§ How to complete this task:
Only the lines of the data holding the string "plaster" need to be returned.

Records contained in a dataset:
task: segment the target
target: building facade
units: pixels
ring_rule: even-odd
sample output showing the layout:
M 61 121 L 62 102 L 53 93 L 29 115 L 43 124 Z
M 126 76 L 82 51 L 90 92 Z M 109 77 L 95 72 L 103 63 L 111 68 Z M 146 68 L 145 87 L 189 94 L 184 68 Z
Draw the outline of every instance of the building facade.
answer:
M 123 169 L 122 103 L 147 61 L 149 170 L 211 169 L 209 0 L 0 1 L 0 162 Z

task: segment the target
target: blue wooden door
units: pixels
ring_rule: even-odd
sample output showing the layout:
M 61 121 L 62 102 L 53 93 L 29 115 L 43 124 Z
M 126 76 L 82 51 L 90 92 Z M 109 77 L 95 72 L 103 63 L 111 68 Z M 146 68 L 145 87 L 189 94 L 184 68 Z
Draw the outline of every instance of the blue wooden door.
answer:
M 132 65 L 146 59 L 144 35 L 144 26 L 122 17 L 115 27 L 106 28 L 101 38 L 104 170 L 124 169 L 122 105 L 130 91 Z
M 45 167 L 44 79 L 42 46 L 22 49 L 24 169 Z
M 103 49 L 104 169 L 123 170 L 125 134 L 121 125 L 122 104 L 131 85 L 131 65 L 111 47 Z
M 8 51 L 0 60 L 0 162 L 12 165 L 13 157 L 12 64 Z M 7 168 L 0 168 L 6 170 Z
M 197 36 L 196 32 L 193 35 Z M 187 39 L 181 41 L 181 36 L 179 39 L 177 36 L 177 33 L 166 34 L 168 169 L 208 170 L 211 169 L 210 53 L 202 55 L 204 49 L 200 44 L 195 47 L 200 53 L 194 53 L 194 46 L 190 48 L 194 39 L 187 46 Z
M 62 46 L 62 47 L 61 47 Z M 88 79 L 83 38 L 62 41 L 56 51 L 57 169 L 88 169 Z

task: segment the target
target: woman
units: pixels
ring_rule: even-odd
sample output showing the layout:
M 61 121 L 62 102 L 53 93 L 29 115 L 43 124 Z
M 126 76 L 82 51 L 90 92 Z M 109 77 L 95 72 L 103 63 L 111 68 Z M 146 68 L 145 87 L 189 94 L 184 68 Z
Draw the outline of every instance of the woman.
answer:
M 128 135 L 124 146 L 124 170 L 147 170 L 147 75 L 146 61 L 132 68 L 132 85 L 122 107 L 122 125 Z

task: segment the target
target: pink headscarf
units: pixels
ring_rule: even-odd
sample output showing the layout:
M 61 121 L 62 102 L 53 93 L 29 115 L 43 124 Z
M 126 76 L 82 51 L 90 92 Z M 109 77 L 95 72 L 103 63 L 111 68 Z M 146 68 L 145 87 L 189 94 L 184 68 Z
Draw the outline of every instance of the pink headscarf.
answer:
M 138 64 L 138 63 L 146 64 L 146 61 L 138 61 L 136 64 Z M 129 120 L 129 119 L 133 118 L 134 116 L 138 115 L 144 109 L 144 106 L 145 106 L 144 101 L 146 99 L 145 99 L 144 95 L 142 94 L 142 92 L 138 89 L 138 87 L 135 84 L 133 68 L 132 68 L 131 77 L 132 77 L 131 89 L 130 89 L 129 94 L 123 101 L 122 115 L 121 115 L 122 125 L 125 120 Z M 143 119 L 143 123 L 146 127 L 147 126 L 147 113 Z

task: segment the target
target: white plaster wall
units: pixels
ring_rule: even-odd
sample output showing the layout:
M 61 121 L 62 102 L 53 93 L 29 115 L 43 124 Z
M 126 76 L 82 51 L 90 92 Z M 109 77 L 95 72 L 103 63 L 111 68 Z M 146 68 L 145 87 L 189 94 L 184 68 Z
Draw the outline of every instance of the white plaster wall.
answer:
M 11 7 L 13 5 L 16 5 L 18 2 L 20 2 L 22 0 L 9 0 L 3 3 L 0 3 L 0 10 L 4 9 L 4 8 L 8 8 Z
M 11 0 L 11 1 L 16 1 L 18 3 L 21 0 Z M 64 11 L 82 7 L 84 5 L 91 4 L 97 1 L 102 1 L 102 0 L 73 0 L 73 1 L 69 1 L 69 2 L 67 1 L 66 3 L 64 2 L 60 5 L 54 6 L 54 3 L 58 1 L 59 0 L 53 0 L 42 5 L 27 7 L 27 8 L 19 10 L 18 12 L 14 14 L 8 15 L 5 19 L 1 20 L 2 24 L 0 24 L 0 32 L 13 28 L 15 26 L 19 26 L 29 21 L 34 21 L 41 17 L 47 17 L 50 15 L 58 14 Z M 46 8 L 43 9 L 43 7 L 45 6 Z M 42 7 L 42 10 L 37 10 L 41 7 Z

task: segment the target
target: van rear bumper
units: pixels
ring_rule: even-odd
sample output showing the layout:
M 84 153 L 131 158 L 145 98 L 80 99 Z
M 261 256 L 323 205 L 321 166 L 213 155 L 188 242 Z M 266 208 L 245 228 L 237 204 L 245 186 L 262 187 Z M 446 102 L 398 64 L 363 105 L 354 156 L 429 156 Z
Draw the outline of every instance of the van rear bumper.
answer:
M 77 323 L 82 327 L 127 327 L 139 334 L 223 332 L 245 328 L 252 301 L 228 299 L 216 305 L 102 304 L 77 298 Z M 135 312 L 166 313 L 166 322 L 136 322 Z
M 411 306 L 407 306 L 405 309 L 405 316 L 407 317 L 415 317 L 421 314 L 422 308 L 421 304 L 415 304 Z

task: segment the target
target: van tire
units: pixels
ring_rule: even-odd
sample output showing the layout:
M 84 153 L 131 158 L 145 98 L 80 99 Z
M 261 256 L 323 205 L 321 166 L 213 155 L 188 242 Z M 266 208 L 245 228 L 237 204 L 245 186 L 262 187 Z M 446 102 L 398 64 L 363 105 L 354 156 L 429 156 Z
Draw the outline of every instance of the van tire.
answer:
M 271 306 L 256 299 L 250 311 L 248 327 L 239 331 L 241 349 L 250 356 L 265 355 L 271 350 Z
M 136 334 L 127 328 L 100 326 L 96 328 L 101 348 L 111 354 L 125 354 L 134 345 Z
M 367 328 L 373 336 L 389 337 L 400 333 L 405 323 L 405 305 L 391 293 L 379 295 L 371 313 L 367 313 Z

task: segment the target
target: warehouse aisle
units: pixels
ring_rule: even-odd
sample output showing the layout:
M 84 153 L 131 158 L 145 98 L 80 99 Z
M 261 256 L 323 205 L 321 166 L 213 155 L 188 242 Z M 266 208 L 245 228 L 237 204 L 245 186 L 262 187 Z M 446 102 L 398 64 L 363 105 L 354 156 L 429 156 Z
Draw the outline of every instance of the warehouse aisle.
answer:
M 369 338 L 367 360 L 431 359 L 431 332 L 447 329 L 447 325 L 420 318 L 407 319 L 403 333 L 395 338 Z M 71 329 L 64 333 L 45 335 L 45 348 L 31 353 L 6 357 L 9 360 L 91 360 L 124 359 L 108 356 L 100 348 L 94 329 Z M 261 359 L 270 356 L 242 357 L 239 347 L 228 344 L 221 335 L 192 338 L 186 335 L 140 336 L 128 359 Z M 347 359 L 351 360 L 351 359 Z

§ Solution to the exercise:
target: white plaster wall
Draw the outline of every instance of the white plaster wall.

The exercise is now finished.